● Text shown
Configuring Mongo Storage
For simple setups, Cells uses BoltDB and BleveSearch, pure GO key/value stores and indexers allowing Cells to provide full indexing functionality without external dependencies. By default, the search engine, activity stream or logs use these JSON document shops to provide rich, out-of-the-box functionality.
But these stores are disk and memory intensive, and while they are suitable for small and medium-sized deployments, they can create bottlenecks for large deployments. MongoDB provides a feature-rich, scalable and indexed JSON document store, perfectly suited to store the same kind of data and to scale horizontally.
A couple of notes:
- File-based storage is still a very good option for small/medium instances, avoiding the need to manage another dependency.
- You can migrate from one to another afterward (see below).
- Mongo does not replace MySQL storage, a MySQL/Maria DB is always required to run Cells.
When to use?
Depending on your target deployment size, you may switch from the default on-file storage used by specific services (search engine, activity feeds, logs, amongst others) to a Mongo DB document store. So this is a good idea if:
- You foresee a high load on the platform: number of users and/or a high number of files managed every day.
- You plan to deploy Cells in a distributed environment (cluster) to provide high availability or horizontal scaling.
The following services can either use on-file storage (BoltDB or BleveSearch) or a Mongo storage:
|pydio.grpc.versions||documents revisions informations|
|pydio.grpc.jobs||scheduler flows definitions, statuses and logs|
|pydio.grpc.chat||chat rooms and chat messages|
|pydio.grpc.docstore||generic structured document store (JSON)|
|pydio.grpc.mailer||sent and pending emails|
|pydio.grpc.activity||all activity feeds|
|[Ent] pydio.grpc.audit||audit logs|
|[Ent] pydio.grpc.reports||audit reports|
|[Ent] pydio.grpc.ipban||ipban definitions and caches|
Mongo connection requires information as described below
|Host/Port||Address of the server hosting the Mongo DB||localhost:27317|
|Credentials||Optional credentials to connect, along with an authentication DB name||[none]|
|Database Name||Name of the mongo database||cells|
|Connection String Parameters||Additional connection parameters passed via Mongo connection string query parameters||maxPoolSize=20&w=majority|
Configuring Mongo at startup
The best option is to directly setup Mongo DB connection when running
./cells configure. Both command-line and web installer prompt for an optional Mongo connection. In that case, Mongo will be directly used by all services supporting this storage from day one.
Migrating Existing Instance
If you are upgrading a pre-v4 instance or deliberately started with on-file databases, you may wish to switch to MongoDB afterward. Cells provides a command-line to achieve that.
Make sure to shutdown Cells, then use the following command:
./cells admin config db add
- Pick the "NoSQL" db type and fill the form with the Mongo DB connection information.
- Accept prompt for using this connection as default document DSN
- Accept prompt to perform data migration from existing bolt/bleve files to mongo. This can take some time.
Now restart Cells. You should see "Successfully pinged and connected to MongoDB" in the logs. As search engine data are not migrated, you have to relaunch indexation on the pydio.grpc.search service using:
Back to top
cells admin resync --service=pydio.grpc.search --path=/

● Data excerpts

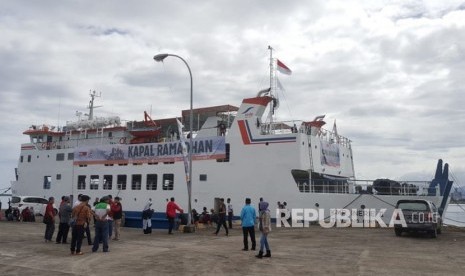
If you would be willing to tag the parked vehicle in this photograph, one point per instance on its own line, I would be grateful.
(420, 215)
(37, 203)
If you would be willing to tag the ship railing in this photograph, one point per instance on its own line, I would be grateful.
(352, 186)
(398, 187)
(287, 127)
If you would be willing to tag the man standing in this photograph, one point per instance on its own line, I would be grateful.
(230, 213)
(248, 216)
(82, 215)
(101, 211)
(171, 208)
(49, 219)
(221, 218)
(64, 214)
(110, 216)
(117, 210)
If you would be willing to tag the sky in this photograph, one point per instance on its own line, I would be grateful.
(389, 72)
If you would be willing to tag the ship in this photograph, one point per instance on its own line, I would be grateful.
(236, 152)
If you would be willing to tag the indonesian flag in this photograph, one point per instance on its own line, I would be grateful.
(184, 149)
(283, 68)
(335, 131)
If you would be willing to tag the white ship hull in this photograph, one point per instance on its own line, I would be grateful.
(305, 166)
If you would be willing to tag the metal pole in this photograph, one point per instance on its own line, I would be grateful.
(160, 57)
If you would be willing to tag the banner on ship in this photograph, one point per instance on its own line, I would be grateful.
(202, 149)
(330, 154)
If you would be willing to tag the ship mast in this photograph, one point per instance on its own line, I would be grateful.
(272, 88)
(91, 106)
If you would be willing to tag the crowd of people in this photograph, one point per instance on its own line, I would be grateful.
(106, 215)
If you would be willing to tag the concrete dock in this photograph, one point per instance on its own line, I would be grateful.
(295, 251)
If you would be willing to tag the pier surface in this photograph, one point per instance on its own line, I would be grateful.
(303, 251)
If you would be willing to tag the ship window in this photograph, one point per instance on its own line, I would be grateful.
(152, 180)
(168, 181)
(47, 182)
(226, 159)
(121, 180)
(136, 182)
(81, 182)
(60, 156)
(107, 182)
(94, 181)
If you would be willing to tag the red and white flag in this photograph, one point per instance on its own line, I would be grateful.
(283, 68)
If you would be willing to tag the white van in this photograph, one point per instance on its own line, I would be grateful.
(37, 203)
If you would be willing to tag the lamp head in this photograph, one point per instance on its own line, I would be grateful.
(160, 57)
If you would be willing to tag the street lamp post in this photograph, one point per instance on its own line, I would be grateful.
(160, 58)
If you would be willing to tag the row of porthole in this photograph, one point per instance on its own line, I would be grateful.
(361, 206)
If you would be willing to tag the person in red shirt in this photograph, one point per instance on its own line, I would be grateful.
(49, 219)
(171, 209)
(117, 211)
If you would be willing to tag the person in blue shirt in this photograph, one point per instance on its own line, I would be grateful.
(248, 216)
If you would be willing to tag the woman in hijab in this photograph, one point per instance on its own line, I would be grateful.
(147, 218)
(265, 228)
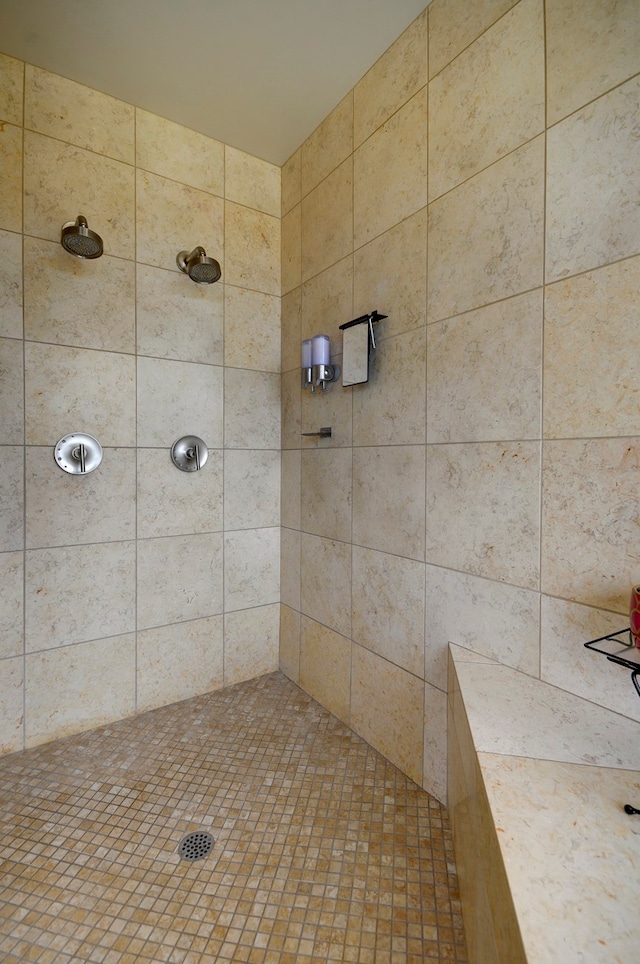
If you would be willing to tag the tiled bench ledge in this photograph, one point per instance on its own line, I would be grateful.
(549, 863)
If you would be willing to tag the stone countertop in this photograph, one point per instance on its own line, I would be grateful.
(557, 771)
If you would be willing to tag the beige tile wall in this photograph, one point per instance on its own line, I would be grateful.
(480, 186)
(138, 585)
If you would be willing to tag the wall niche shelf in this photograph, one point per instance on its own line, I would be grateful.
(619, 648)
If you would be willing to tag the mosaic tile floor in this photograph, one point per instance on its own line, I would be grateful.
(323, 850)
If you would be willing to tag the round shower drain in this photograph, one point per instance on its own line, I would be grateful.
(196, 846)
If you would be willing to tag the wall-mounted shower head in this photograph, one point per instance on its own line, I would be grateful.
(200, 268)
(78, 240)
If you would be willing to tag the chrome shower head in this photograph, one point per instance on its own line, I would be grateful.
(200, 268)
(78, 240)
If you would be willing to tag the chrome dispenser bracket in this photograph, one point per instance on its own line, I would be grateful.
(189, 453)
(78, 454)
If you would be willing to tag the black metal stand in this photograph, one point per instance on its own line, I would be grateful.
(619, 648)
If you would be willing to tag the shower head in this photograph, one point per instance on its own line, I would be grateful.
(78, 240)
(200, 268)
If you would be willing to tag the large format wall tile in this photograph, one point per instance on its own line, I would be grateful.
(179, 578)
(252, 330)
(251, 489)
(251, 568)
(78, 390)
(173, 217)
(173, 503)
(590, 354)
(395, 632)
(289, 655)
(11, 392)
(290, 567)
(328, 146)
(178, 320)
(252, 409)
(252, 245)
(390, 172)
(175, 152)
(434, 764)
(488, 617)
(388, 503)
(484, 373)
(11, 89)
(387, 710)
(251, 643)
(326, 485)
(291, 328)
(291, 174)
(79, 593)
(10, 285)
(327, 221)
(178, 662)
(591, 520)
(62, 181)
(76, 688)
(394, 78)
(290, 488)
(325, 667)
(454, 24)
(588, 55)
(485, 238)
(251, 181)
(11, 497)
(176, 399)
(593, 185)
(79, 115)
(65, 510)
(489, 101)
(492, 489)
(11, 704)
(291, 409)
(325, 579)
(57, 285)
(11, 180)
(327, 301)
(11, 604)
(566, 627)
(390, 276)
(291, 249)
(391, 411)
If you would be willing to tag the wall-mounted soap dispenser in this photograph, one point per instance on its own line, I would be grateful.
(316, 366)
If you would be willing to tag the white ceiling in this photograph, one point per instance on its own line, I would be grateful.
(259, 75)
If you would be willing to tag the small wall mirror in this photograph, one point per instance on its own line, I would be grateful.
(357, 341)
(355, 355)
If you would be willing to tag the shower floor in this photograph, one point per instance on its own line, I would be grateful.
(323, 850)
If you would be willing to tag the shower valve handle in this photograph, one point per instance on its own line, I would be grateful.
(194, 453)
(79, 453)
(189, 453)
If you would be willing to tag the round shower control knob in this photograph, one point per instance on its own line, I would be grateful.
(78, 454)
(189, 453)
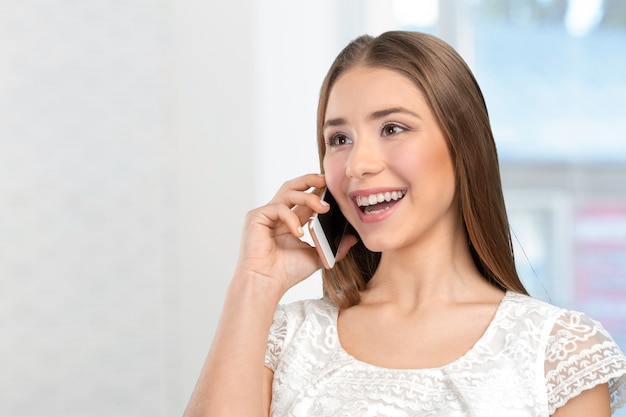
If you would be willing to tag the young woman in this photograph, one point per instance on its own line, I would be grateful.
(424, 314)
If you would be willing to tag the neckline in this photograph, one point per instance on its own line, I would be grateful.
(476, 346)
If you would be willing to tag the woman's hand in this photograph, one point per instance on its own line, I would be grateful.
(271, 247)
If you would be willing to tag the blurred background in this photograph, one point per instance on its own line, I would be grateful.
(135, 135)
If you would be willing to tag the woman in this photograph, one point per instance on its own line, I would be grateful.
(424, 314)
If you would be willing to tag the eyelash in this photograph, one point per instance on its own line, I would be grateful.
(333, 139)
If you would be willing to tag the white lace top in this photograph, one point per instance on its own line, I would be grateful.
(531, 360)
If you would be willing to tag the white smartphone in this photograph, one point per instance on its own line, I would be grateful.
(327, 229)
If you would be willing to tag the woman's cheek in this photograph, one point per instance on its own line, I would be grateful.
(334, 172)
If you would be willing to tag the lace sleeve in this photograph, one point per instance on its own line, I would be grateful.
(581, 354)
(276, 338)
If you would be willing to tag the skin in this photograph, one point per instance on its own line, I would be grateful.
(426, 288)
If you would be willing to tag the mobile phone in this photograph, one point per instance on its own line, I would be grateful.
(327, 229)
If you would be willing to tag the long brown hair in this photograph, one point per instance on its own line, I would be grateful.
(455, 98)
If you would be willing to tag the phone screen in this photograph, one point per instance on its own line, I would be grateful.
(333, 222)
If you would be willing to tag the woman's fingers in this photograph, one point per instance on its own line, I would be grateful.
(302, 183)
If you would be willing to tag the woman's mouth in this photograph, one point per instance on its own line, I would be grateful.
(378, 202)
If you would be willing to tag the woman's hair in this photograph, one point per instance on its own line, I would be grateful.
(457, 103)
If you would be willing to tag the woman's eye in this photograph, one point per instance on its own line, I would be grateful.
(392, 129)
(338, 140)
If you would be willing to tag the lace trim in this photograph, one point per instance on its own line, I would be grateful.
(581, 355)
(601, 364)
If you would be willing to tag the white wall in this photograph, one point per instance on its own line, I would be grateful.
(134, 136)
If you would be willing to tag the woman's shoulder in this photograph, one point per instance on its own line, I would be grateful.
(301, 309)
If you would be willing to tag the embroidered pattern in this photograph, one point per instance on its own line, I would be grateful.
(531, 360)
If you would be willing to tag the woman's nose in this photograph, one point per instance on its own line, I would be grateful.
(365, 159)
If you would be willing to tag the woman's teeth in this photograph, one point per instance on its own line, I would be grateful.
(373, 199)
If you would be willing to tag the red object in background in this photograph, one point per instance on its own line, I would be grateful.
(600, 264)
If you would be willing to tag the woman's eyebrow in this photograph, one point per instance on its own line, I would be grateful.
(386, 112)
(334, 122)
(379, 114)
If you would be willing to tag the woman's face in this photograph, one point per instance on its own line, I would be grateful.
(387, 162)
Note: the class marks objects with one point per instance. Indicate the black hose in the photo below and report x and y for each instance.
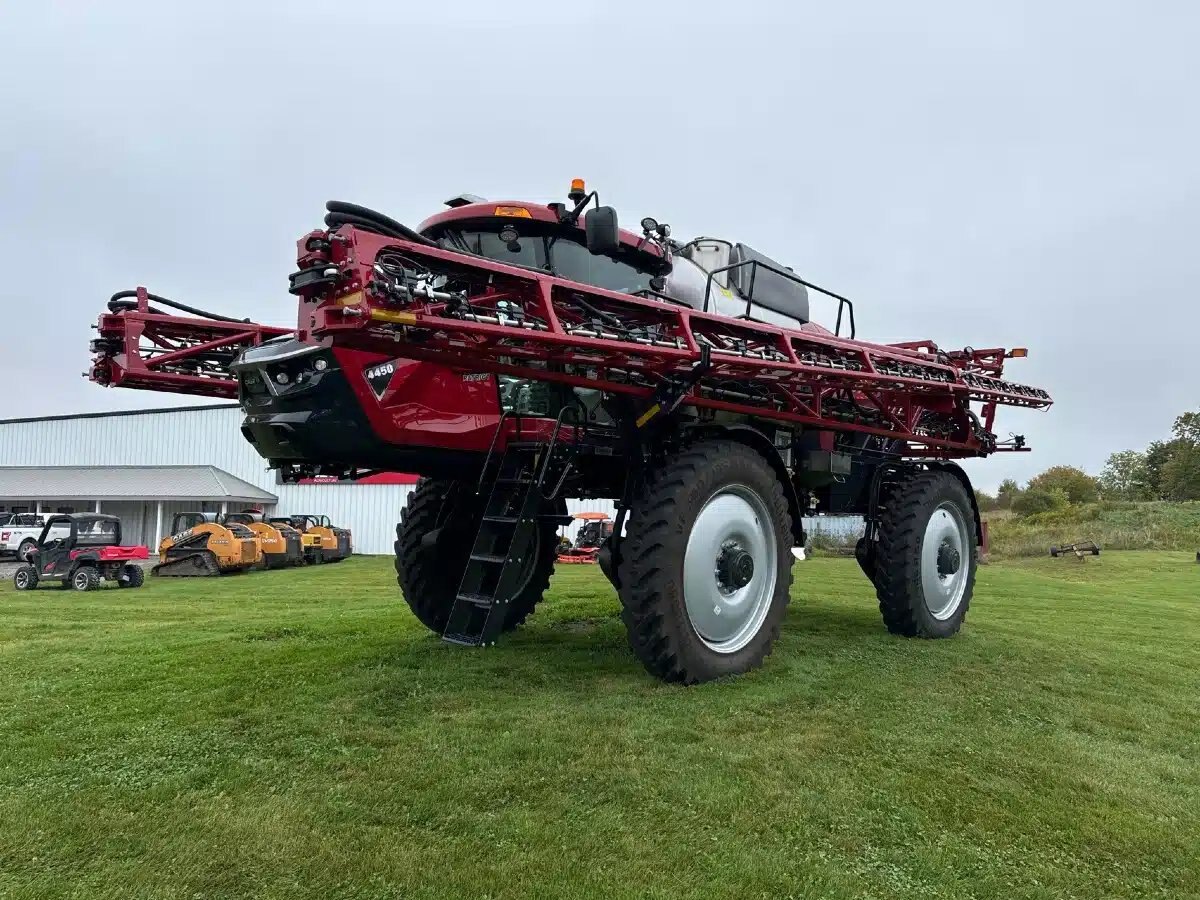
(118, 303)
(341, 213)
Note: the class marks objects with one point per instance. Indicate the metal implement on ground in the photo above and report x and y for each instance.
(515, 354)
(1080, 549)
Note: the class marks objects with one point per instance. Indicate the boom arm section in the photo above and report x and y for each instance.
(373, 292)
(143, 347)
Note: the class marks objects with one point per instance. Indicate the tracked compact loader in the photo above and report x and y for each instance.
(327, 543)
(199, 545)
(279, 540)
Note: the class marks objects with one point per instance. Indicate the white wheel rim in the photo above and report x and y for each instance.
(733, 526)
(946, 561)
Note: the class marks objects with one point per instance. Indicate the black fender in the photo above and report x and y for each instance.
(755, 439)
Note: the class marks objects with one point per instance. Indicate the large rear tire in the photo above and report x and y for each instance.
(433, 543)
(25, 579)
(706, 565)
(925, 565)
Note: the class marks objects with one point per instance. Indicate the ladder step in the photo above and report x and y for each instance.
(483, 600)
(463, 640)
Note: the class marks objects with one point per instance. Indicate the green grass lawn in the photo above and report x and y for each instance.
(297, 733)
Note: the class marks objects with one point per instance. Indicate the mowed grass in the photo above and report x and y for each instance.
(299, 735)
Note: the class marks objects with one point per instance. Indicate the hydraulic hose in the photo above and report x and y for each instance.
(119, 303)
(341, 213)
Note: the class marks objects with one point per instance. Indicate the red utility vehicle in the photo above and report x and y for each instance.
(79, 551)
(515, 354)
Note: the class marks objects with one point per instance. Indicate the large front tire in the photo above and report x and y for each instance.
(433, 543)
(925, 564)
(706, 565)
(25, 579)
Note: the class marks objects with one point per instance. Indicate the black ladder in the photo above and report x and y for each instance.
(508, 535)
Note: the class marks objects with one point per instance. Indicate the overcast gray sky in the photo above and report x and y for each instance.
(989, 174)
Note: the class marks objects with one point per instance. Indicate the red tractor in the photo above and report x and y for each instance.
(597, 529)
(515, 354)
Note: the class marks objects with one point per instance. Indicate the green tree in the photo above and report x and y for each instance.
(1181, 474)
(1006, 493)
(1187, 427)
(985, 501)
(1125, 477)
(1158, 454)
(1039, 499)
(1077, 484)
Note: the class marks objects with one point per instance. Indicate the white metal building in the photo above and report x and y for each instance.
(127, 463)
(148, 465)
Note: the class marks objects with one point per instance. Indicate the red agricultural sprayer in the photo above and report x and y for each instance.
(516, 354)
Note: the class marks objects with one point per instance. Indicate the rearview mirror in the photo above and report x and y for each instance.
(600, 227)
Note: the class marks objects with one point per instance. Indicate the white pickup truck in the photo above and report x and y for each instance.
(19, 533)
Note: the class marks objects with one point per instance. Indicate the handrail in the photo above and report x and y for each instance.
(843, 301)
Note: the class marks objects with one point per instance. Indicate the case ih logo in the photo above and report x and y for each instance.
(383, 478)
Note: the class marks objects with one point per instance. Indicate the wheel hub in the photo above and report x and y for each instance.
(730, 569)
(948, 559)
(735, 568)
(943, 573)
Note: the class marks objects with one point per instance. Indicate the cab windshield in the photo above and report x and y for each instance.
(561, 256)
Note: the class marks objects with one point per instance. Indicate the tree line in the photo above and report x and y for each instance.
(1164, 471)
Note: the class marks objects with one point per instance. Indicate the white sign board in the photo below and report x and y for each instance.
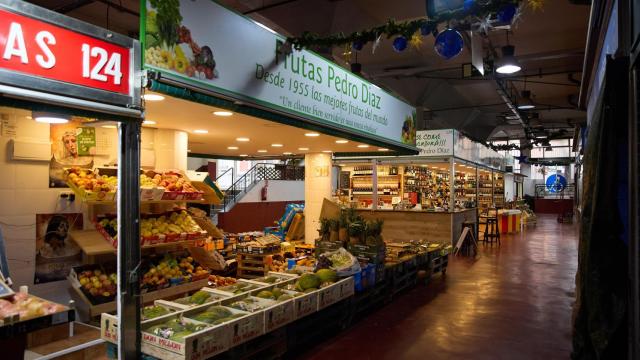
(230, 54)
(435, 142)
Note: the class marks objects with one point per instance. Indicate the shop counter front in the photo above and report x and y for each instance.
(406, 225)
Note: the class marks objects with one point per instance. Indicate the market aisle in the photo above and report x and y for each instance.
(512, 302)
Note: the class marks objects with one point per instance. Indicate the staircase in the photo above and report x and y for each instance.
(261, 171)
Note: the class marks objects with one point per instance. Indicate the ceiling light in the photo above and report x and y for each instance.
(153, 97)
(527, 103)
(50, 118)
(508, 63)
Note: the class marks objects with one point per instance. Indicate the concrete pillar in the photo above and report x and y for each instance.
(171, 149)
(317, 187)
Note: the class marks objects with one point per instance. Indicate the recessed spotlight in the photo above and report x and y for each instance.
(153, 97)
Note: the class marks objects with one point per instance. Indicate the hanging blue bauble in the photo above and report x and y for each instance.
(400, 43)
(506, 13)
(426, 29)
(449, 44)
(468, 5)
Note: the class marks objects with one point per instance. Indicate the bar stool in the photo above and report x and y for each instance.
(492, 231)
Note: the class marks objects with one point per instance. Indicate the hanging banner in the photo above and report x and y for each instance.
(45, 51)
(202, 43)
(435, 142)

● Actions to take
**1)** In the Mongo storage page, what database is always required to run Cells?
**2)** Rewrite the paragraph of the Mongo storage page beginning "But these stores are disk and memory intensive" more briefly, keeping its main facts.
**3)** Write out the part of the Mongo storage page between "But these stores" and "manage another dependency.", inclusive.

● Answers by item
**1)** A MySQL/Maria DB is always required.

**2)** These stores demand much disk and memory. They suit small and medium deployments but can cause bottlenecks in large ones. MongoDB is a feature-rich, scalable, indexed JSON document store that suits the same data and scales horizontally.

**3)**
But these stores are disk and memory intensive, and while they are suitable for small and medium-sized deployments, they can create bottlenecks for large deployments. MongoDB provides a feature-rich, scalable and indexed JSON document store, perfectly suited to store the same kind of data and to scale horizontally.
A couple of notes:
- File-based storage is still a very good option for small/medium instances, avoiding the need to manage another dependency.